Dataset extract:
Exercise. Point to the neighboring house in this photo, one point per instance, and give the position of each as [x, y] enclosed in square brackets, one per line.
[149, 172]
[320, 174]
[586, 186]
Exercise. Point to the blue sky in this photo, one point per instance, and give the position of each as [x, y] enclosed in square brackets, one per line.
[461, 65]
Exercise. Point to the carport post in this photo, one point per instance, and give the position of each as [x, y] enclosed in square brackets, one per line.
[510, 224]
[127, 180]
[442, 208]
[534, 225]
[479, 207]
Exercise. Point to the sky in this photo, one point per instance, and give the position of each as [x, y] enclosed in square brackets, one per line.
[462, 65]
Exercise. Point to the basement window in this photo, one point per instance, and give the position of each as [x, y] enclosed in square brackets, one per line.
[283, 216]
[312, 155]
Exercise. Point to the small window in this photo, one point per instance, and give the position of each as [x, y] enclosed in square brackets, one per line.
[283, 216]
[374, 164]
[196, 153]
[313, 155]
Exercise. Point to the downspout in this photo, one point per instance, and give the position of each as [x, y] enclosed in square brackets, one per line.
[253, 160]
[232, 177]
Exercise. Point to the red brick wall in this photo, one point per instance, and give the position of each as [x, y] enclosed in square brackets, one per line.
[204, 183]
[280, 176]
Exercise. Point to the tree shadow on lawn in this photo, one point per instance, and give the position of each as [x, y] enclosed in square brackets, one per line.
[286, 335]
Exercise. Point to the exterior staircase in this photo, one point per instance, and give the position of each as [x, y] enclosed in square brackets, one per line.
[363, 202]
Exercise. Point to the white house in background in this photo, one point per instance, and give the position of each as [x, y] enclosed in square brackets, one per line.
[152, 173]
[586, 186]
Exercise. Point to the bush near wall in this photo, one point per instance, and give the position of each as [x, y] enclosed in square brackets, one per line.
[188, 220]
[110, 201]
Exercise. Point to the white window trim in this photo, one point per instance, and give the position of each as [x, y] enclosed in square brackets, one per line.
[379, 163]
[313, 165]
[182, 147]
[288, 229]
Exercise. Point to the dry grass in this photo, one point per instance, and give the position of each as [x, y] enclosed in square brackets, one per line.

Directive:
Copy every entry above verbatim, keeping each line as it appears.

Exercise output:
Exercise. Point to the neighboring house in this photo, one point per instance, and give the position of each as [x, y] enclosed in square brackets, one per line.
[149, 172]
[320, 174]
[586, 186]
Exercise. Point to the blue sky in this photo, one point per instance, and give the position of each as [x, y] enclosed in square brackets, one per line.
[461, 65]
Exercise. Point to the carport post in this photo, one point per instance, and give the position of each as [x, y] enclosed in square brackets, one per line.
[510, 224]
[127, 180]
[442, 208]
[534, 225]
[479, 207]
Exercise. Point to the sky in this photo, one point per instance, and give the position of each as [x, y] enclosed in square brackets, one per line.
[462, 65]
Exercise. Point to the basement window in this photo, one point per instance, and give the position of each as [x, y] enclosed in square brackets, one per line.
[283, 216]
[312, 155]
Exercise. Point to the small window in this photo, one point per instance, and give the position of each as [x, y] enclosed in square brackets, one per line.
[283, 216]
[374, 164]
[196, 153]
[313, 155]
Exercise. Point to the downspout in this photo, one point per instance, and give the position of each as [x, y] enclosed in square brackets, one per line.
[253, 160]
[232, 177]
Exercise. Point to the red brick wall in this photo, one point per instance, and give the position of each as [x, y] enclosed in square brackets, one per line.
[204, 183]
[280, 176]
Exercise. Point to the tree shadow on lawn in this photo, one point per instance, and give the position of each as [x, y] enclosed in square brackets, one per line.
[286, 335]
Exercise. Point to the exterior staircase in this photo, one point per instance, and give the position of each as [x, y] enclosed in square brackets, one per line.
[363, 202]
Exercise. Point to the white house in background in this photo, one point per instance, and give the position of each as [x, y] enclosed in square brackets, one per line.
[152, 173]
[586, 186]
Exercise. Point to the bush near wall in this photo, one point per instance, and give the position of each as [x, y] enclosed in square brackets, one per line.
[188, 220]
[110, 201]
Exercise. Point to the white window trim in this photo, one point per instance, and give the position of each as [x, y] enclosed in square brackets, one per line.
[379, 163]
[313, 165]
[182, 147]
[288, 229]
Exercise. Point to the dry grass in this photo, one point per instance, and give the position of each as [x, y] enclosed in square brackets, one per line.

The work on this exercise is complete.